__What the exercise asks__
Answer these questions from the forum thread on thin wings.
(a) For which aircraft did Miles develop the wing under discussion?
(b) Which straight-wing jet used a decidedly thinner section than the other early straight-wing jets?
(c) With whom did the RAE design swept-wing research aircraft after the M.52 was abandoned?

---------- Source extract ----------

The wing I am speaking of is the one developed by Miles for the M.52 which was flown and validated on the Gillette Falcon and small scale models, examples of fighters with straight ultra thin wings would include the F-104, F-5, and even today the F-18 and several others. Mikoyan also designed an alternative layout for the MiG 21 with a wing and tail that seemed copied straight off the F-104, but they never flew it. The early straight wing jets like the P-80 to 84, Attacker, Sea Hawk etc used 'slightly thinner than normal' conventional wings are not really the same thing, the F-89 however did use a decidedly thinner section than the rest and I think this was fairly close to the Miles wing in terms of thickness.

The basic point being there was nothing wrong with Miles reasoning and approach.



> That sounds a lot like typical nationalist excuses. British airframe design somewhat lacked behind their much better engine design progress, simple as that.



And that is a sweeping generalisation, it was true of quite a few, but by no means all British airframers. As for nationalist excuse, for what?

Davparlr;



> However, I don’t think we should downplay the role German research added to post-war fighter development. I changed a lot opinions.



Oh yes. As I said, in the sphere of swept wing aerodynamics (and Delta's)they had clearly taken it much further than anyone else and all the post war builders benefitted massively from their work. This is indisputable. The only downside was that the German research was so compelling that everything that didn't employ swept wings for high speeds (at least in the UK, not sure about the USA as the X-3 was developed) was canned immediately and this was one of the main reasons given for the M.52 being abandoned while the RAE took to designing swept wing research aircraft with German engineers instead. 

Krazy Kraut



> How thick was the Me 262 wing? I am just tired of people who don't give credit where credit is due, or try to relativize that credit with "our engineers' designs were at least as great". Airframe-wise there was little competition for the Messerschmitt designs in 1945



pretty thin, and I have been giving credit, in my prev post and this one. I have even mentioned specific Messerschmitt designs as examples of advanced design, are you just ignoring those parts of my posts?

Nevertheless, Miles, during 1944/45 designed and developed an ultra thin supersonic wing profile that worked well at both high and low speeds, with its docile low speed characteristices being demonstrated on the aforementioned Gillette Falcon. If this is not an example of advanced aerodynamics what is?

---------- Stored records ----------

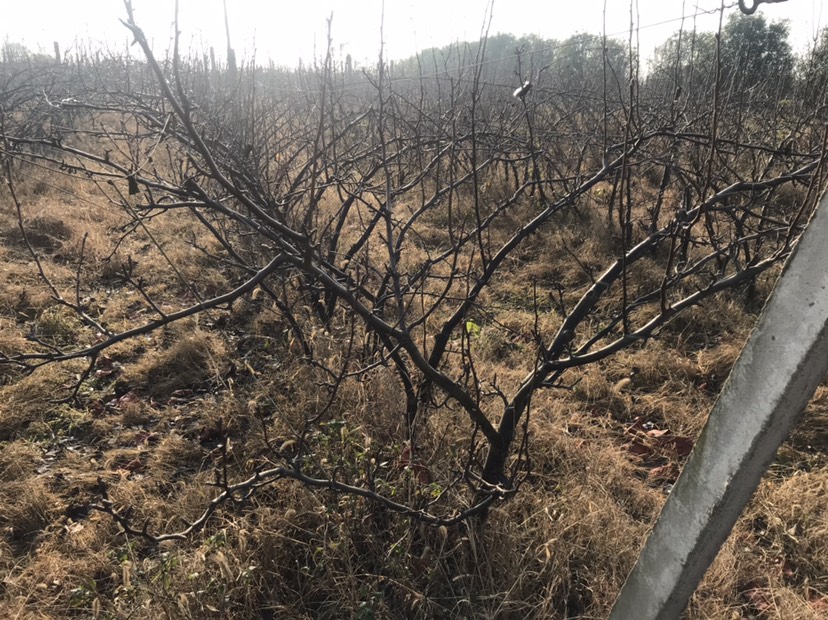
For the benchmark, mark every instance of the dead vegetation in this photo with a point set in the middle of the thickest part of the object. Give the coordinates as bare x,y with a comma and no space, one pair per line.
123,415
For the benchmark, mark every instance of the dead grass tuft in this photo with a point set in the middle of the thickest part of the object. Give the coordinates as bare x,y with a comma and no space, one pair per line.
191,361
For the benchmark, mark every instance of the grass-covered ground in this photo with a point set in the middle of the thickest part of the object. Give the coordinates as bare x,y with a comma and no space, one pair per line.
227,390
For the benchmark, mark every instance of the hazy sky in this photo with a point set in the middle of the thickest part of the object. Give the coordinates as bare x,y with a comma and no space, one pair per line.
286,31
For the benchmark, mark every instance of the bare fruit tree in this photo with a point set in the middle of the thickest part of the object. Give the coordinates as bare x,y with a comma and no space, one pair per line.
380,217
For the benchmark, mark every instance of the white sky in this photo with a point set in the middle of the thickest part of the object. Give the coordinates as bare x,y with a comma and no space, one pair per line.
285,31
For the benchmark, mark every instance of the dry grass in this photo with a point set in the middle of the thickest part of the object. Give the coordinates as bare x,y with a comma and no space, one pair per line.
154,416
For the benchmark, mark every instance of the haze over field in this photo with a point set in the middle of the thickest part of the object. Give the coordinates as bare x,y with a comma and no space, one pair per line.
286,32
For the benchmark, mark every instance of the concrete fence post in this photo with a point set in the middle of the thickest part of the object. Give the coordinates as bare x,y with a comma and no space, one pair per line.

----------

__Written solution__
(a) The M.52.
(b) The F-89.
(c) With German engineers.